• _Exercise objective_: Please write back every entry exactly, character for character.
(Data records)
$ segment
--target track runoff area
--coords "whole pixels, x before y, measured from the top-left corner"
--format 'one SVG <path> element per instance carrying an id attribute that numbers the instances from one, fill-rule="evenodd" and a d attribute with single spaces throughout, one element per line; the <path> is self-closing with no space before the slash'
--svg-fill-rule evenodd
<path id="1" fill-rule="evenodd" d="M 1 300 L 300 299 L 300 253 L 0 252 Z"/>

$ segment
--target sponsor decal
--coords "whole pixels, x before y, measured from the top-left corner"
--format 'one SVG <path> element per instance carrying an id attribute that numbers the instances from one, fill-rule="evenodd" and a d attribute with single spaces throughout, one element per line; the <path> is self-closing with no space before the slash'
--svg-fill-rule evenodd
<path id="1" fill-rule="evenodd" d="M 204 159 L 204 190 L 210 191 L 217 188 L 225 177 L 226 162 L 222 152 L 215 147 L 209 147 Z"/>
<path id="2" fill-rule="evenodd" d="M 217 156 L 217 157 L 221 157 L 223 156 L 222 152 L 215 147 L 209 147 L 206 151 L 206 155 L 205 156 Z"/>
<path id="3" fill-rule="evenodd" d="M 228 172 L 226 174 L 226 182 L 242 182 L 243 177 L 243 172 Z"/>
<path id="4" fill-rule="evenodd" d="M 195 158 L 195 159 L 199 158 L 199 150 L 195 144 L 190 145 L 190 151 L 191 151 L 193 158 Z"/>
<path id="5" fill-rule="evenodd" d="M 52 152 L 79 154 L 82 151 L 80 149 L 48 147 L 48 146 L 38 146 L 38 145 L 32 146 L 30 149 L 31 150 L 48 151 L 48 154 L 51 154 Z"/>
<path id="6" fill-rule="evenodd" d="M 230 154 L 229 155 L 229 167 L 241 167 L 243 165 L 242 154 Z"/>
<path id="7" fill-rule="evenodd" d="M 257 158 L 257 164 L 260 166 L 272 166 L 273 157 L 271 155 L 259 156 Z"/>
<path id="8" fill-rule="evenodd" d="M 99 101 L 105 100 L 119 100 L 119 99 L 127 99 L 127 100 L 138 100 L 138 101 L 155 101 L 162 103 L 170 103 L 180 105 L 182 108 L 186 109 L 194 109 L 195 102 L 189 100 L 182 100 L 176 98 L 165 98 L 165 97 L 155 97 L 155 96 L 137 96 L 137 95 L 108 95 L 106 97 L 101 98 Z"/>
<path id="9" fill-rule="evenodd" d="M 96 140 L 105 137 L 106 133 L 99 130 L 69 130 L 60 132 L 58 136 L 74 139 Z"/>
(End Data records)
• _Exercise output_:
$ segment
--target track runoff area
--coords "whole pixels, x before y, measured from the top-left corner"
--format 'one SVG <path> element per instance carrying an id attribute that numbers the instances from one, fill-rule="evenodd" and a d attribute with single spaces throughout, one element per line; the <path> is self-closing with no space before the slash'
--svg-fill-rule evenodd
<path id="1" fill-rule="evenodd" d="M 1 300 L 300 299 L 300 253 L 0 252 Z"/>

$ segment
--target sponsor decal
--coords "whole pixels, x before y, measured from the top-left corner"
--format 'one SVG <path> element per instance carrying an id attribute that numbers the instances from one, fill-rule="evenodd" and a d attribute with single spaces throughout, one element per line; the <path> is self-closing with no space before the slash'
--svg-fill-rule evenodd
<path id="1" fill-rule="evenodd" d="M 204 159 L 204 190 L 210 191 L 217 188 L 225 177 L 226 162 L 222 152 L 215 147 L 209 147 Z"/>
<path id="2" fill-rule="evenodd" d="M 217 156 L 217 157 L 221 157 L 223 156 L 222 152 L 215 147 L 209 147 L 206 151 L 206 155 L 205 156 Z"/>
<path id="3" fill-rule="evenodd" d="M 228 172 L 226 174 L 226 182 L 242 182 L 243 177 L 243 172 Z"/>
<path id="4" fill-rule="evenodd" d="M 195 158 L 195 159 L 199 158 L 199 150 L 195 144 L 190 145 L 190 151 L 191 151 L 193 158 Z"/>
<path id="5" fill-rule="evenodd" d="M 52 152 L 79 154 L 82 151 L 80 149 L 48 147 L 48 146 L 38 146 L 38 145 L 32 146 L 30 149 L 31 150 L 48 151 L 48 154 L 51 154 Z"/>
<path id="6" fill-rule="evenodd" d="M 230 154 L 229 155 L 229 167 L 241 167 L 243 165 L 242 154 Z"/>
<path id="7" fill-rule="evenodd" d="M 257 158 L 257 164 L 260 166 L 272 166 L 273 157 L 271 155 L 259 156 Z"/>
<path id="8" fill-rule="evenodd" d="M 99 101 L 105 100 L 119 100 L 119 99 L 127 99 L 127 100 L 138 100 L 138 101 L 155 101 L 162 103 L 170 103 L 180 105 L 182 108 L 186 109 L 194 109 L 195 102 L 189 100 L 182 100 L 176 98 L 165 98 L 165 97 L 155 97 L 155 96 L 137 96 L 137 95 L 108 95 L 106 97 L 101 98 Z"/>
<path id="9" fill-rule="evenodd" d="M 96 140 L 105 137 L 106 133 L 99 130 L 69 130 L 60 132 L 58 136 L 74 139 Z"/>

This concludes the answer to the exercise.